◆ **Excerto a ler**:

■ ■ ■ ■

Quando fomos para o estádio, nós pintamos a cara metade com a bandeira francesa e metade com a portuguesa, porque somos ambos... Acho que havia muita gente que estava assim também. Não conseguimos escolher.


As Leituras do Pedro - Enquanto cresceu, sentiu muito o facto de ser portuguesa em França? Foi algo de racismo, de discriminação?

Madeleine Pereira - Acho que quando eu era pequena, havia mais do que agora.

Na banda desenhada conto que na escola, eu ficava com crianças portuguesas, nas aulas de português. E eu sentia uma diferença, porque eles falavam mais português do que eu e eu não entendia porquê.


As Leituras do Pedro - Uma das coisas que mais me impressionou no livro, é a forma como o seu pai sempre recusou falar, sempre fugiu ao tema, sempre sentiu alguma vergonha. Isso mudou com o livro?

Madeleine Pereira - Não mudou muito, mas, por exemplo, no fim do livro, eu desenhei-o a mostrar-me fotografias e a explicar quem era cada pessoa. Isso aconteceu, foi uma pequena abertura. E quando eu estava a fazer o livro, ele trouxe-me até à casa onde tinha vivido antes, para a mostrar e há 30 anos que ele não voltava, desde que saiu daquela casa, nunca tinha voltado ali. Sentiu algo muito forte; graças a mim, ele pôde viver aquilo, porque se eu não fizesse esta banda desenhada, penso que ele nunca lá voltaria...

Às vezes, também falamos sobre pontos do livro, algumas coisas ele dizia que não se passaram assim, mas só isso, não muito.


As Leituras do Pedro - Mas foi mostrando o livro ao seu pai, conforme o ia fazendo? Ou só no final?


Madeleine Pereira - Sim, no início fiz o storyboard, mostrei-lhe os testemunhos... E no fim, quando acabei o livro, mandei-hhe o pdf, para que estivesse ao corrente do livro antes que ele saísse. Depois, ele mandou o livro para todos os amigos dele. E fez uma boa promoção também na França, com toda a comunidade portuguesa. Acho que ficou um bocadinho orgulhoso, porque fala dele a toda a gente.

■ ■ ■ ■

◆ **Linhas fornecidas**:
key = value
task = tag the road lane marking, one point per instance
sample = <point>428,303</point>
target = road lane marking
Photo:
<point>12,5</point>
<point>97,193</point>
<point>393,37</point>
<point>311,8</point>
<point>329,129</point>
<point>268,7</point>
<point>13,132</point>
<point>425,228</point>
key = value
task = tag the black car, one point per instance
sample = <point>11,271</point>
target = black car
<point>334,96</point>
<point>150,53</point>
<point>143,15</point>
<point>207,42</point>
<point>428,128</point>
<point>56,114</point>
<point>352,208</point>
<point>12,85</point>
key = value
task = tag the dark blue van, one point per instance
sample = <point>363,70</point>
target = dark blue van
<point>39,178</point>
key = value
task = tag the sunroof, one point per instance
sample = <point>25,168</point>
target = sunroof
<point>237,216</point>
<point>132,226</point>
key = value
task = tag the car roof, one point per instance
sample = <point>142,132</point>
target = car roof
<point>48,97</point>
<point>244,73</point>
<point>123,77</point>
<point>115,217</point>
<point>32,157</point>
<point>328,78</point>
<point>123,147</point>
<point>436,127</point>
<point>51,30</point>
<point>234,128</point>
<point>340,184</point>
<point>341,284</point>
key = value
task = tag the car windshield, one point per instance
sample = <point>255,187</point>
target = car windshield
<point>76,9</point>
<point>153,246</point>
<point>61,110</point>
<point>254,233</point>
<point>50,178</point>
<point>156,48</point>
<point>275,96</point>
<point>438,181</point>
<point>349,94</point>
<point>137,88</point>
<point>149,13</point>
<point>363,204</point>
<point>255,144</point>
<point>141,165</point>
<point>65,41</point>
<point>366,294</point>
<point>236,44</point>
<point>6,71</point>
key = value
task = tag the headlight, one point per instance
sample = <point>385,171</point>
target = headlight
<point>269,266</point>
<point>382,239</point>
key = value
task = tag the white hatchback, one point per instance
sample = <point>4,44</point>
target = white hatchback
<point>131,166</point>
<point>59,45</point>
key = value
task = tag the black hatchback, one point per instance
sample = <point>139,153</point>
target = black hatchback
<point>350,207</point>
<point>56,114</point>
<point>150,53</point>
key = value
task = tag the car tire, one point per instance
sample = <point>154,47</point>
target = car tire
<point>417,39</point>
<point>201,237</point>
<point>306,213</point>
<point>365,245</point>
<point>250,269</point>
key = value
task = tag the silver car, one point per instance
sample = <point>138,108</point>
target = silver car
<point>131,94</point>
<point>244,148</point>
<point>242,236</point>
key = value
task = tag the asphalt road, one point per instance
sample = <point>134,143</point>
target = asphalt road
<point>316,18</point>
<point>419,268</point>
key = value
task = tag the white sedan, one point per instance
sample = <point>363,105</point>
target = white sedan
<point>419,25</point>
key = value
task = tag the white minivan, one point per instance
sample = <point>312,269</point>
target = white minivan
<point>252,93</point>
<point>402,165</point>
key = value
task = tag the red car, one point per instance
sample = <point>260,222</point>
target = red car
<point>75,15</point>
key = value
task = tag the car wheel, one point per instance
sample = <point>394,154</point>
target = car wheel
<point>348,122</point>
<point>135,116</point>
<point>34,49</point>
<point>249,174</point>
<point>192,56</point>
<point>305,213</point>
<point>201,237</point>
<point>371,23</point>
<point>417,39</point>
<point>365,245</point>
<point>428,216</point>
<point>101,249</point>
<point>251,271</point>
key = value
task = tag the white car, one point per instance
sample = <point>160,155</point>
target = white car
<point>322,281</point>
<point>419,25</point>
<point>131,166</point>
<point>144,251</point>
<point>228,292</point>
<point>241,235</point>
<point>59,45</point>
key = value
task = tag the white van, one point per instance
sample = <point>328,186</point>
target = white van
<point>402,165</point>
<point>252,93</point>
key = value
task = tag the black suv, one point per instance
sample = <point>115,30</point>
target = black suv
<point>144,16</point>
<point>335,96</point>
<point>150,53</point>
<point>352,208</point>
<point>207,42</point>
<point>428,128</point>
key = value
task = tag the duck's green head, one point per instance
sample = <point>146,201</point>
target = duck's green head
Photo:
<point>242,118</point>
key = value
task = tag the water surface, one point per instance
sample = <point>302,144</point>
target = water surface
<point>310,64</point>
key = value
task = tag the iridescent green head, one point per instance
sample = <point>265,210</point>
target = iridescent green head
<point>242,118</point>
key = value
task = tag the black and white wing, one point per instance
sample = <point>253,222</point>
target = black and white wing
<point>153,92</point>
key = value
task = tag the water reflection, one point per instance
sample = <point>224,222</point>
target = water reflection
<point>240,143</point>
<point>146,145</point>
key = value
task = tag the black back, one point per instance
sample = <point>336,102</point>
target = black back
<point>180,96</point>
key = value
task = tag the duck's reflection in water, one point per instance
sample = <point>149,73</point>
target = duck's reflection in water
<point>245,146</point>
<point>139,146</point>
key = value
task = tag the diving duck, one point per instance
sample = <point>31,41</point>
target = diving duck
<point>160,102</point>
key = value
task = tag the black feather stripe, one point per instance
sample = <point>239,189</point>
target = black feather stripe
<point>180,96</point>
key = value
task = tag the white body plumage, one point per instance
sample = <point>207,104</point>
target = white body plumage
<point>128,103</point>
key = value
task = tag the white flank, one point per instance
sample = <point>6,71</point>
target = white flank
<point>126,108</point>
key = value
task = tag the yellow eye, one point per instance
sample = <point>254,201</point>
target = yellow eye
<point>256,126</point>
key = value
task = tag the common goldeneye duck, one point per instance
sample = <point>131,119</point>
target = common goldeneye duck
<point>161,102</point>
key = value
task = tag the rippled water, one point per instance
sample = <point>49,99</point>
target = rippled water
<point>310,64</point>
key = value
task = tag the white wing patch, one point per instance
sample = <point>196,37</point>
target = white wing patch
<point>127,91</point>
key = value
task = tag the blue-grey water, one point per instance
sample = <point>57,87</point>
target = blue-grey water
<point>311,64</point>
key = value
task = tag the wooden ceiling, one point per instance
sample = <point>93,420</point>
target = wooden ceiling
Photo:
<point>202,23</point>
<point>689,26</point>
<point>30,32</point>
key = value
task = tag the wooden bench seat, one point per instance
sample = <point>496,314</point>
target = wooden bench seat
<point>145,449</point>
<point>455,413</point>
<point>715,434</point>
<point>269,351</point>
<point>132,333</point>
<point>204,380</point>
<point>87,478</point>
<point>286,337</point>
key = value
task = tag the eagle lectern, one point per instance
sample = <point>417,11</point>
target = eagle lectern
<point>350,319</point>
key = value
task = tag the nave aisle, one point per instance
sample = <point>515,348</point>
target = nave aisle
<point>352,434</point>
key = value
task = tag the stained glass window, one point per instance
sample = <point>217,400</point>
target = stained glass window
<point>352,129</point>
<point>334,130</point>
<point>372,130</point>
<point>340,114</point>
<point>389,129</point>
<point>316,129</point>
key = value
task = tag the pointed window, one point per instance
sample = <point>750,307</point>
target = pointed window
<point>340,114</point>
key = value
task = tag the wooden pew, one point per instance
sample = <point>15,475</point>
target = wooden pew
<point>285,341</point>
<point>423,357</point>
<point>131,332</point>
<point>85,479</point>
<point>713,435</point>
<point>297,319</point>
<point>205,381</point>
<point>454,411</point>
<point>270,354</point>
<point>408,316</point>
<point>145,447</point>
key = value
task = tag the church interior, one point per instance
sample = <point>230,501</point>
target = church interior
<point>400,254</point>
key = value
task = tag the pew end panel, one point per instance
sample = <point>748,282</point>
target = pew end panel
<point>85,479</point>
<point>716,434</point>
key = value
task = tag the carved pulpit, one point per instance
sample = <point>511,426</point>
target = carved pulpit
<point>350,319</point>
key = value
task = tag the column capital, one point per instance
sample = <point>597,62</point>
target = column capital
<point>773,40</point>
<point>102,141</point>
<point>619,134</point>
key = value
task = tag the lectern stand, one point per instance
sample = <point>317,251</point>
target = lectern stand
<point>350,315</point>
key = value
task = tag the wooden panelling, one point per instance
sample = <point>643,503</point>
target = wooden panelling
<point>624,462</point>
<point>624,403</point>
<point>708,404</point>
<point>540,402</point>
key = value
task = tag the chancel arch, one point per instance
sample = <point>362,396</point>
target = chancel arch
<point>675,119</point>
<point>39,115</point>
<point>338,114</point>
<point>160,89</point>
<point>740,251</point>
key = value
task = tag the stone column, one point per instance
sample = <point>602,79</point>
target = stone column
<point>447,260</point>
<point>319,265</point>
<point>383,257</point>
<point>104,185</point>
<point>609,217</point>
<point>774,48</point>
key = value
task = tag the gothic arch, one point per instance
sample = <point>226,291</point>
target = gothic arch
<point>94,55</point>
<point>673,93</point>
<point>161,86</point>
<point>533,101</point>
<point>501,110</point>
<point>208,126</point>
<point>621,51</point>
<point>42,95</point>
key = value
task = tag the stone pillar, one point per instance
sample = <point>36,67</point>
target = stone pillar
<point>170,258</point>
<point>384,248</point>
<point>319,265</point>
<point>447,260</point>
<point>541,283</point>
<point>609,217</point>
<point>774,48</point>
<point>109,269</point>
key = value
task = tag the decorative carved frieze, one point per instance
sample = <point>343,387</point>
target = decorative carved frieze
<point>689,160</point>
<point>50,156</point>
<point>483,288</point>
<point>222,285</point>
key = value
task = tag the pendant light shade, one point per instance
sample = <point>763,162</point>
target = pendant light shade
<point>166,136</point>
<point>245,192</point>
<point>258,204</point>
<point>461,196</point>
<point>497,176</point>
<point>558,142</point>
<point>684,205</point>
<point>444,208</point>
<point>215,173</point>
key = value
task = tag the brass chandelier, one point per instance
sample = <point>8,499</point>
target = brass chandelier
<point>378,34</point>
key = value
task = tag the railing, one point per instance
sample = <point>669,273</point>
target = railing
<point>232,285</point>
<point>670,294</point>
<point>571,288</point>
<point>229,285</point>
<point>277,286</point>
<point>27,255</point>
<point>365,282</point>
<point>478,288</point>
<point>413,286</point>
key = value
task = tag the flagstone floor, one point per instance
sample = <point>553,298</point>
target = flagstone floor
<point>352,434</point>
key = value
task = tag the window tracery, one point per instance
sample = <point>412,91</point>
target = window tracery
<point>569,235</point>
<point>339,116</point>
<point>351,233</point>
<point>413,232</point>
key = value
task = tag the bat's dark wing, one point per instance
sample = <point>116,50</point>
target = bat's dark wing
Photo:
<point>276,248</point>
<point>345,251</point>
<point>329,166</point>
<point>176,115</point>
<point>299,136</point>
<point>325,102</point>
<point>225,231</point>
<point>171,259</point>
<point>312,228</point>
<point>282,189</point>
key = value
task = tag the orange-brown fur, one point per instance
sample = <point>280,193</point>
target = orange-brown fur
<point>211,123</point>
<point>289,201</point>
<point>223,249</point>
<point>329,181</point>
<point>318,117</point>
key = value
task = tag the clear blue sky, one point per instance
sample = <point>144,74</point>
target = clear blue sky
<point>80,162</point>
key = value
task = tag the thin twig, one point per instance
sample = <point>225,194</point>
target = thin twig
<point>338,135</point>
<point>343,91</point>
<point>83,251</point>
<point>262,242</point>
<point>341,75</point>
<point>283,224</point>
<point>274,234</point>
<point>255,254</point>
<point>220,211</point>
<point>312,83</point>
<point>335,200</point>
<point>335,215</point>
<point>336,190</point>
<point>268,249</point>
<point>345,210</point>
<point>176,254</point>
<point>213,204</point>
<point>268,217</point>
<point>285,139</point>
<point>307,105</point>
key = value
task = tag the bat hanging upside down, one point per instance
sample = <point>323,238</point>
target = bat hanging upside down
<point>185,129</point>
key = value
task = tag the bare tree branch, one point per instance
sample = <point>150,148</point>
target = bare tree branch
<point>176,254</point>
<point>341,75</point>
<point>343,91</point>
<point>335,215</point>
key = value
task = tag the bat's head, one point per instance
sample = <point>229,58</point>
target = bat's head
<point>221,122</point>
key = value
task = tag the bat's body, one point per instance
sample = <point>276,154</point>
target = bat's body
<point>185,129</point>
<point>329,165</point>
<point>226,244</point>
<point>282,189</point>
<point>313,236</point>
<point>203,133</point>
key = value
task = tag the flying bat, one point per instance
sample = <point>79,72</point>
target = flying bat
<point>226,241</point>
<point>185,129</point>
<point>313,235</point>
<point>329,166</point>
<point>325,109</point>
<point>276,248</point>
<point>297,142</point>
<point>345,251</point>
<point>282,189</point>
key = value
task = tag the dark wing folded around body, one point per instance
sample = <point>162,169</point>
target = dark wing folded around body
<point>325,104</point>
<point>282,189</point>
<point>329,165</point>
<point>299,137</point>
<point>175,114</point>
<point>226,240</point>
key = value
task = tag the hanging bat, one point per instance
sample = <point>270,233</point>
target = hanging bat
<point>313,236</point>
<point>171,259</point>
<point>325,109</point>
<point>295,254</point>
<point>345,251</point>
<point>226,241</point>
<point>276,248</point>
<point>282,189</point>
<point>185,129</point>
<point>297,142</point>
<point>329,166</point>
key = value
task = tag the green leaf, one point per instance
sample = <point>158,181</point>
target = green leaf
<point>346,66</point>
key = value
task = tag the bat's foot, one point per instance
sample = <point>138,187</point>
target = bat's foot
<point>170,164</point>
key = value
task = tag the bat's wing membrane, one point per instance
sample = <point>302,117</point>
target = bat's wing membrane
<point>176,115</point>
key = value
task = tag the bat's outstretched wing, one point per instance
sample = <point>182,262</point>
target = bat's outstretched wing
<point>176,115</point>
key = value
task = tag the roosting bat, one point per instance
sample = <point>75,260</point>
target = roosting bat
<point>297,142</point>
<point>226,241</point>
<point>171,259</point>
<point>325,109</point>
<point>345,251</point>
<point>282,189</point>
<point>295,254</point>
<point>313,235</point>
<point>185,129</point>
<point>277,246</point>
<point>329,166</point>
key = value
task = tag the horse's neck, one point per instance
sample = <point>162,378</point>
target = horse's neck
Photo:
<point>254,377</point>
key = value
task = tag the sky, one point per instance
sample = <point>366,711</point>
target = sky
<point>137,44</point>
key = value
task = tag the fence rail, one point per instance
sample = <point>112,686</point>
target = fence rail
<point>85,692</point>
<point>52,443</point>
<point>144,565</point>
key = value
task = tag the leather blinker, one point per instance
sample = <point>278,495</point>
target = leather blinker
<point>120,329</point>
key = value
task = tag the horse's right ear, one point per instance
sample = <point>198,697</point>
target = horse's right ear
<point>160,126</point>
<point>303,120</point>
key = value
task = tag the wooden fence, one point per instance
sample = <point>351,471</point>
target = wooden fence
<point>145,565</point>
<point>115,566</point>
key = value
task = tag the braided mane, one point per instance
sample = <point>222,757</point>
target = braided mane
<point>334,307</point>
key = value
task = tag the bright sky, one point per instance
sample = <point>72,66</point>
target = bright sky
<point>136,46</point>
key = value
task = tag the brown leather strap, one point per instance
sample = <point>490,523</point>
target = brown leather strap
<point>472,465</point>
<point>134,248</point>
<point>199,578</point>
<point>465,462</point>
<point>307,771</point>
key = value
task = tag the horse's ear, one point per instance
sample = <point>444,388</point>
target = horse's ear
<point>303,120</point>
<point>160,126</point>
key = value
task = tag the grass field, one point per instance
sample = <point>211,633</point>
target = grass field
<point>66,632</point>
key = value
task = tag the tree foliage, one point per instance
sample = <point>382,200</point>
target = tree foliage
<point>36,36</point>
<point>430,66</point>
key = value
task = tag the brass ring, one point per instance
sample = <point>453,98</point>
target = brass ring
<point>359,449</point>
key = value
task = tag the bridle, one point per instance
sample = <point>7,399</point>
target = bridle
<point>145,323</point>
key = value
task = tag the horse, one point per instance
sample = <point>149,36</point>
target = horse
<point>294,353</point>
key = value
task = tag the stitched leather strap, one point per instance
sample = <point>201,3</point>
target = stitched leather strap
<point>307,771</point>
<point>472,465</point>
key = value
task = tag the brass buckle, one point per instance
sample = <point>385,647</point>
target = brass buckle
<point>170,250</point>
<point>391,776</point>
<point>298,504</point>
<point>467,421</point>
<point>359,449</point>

■ ■ ■ ■

◆ **O que fazer**:
A. Extraia todas as linhas acima que contêm a palavra "asphalt".
B. Dê seguimento à entrevista sobre a banda desenhada de Madeleine Pereira, começando logo após a última frase.

◆ **Respostas por tarefa**:
A.
task = tag the asphalt road, one point per instance
target = asphalt road

B.
As Leituras do Pedro - Eu vi uma reportagem passada na Embaixada Portuguesa, numa apresentação do Borboleta, no YouTube. O modo como o seu pai fala, parece uma pessoa muito orgulhosa e muito contente com o livro, mas a imagem que a Madeleine passa dele é de alguém que...

Madeleine Pereira - Que está bloqueado.


As Leituras do Pedro - Sim, bloqueado em relação àquele tema, e nunca lhe contou nada por isso.

Madeleine Pereira - Para mim, se ele está bloqueado é por ser algo muito emocionante para ele. Eu não quero contrariar isso, respeito que haja pessoas que não queiram falar, porque é algo muito intenso e muito pessoal.


As Leituras do Pedro - Qual foi a reação das pessoas à publicação do livro em França?

Madeleine Pereira - Houve muita gente que me disse: "Ah, havia uma ditadura em Portugal, não sabia". E eu pensava, mas como é possível? Enfim, é possível, porque na história, na escola, nós não falávamos de Portugal.

Havia pessoas de 50, 60 anos que não sabiam.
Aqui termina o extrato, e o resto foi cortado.